▸ Aim: Beginning with the line where "For every instance of the distant" appears, repeat every remaining line of the entries exactly, the last line included.

(Lines of data)
******

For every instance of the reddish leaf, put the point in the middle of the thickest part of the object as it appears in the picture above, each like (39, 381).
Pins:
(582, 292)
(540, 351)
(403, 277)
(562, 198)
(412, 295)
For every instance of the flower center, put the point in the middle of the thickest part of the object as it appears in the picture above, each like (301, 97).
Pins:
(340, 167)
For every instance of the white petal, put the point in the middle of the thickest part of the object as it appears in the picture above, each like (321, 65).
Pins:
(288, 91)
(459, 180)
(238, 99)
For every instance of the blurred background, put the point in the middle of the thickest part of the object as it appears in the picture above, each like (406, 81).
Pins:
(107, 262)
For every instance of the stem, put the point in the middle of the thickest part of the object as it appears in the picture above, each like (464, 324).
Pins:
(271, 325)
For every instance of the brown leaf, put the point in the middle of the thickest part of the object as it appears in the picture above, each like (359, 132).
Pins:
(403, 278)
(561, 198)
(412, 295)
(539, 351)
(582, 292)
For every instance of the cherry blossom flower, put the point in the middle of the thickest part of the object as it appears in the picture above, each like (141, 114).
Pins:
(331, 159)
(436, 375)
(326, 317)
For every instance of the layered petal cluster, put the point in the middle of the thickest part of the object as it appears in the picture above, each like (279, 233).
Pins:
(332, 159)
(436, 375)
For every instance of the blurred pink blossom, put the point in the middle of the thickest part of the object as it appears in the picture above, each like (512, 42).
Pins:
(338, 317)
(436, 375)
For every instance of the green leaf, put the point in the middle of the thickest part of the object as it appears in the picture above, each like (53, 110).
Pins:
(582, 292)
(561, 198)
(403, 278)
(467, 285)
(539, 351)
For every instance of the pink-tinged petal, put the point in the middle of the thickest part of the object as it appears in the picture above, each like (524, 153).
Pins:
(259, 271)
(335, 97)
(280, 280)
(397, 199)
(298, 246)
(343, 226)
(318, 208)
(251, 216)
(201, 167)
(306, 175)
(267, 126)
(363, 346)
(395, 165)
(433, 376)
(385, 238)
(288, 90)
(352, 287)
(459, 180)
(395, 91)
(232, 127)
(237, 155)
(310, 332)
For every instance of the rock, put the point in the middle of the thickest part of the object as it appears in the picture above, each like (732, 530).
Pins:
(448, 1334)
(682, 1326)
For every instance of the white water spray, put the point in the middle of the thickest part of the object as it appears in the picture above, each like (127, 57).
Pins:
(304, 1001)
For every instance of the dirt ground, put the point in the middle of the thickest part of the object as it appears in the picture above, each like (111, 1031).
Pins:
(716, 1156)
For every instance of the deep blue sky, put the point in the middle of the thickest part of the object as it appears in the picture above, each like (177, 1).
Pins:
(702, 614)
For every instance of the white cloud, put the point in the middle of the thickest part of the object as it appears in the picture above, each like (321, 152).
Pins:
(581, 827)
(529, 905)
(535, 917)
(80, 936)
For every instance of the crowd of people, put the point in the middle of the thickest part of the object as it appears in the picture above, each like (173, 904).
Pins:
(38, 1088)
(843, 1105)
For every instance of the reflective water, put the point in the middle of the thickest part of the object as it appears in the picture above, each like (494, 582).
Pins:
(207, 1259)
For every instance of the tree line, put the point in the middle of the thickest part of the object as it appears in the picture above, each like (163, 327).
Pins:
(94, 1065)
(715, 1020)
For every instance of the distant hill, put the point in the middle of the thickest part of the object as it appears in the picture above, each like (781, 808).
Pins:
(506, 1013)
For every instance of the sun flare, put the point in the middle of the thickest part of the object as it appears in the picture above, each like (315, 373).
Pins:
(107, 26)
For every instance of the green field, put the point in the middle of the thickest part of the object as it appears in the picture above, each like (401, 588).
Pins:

******

▸ Output of the task:
For every instance of the distant hill, put the point in the middle of the thickest part of the object as it appears in the picture above, each like (781, 808).
Pins:
(506, 1013)
For every instance of the sun flare, put the point in the middle of the thickest part of the object as it appears in the picture above, each like (315, 373).
Pins:
(107, 26)
For every instance of the green field, put the point in the middle of the thickest part of the object as it appears in the picture above, each like (401, 588).
Pins:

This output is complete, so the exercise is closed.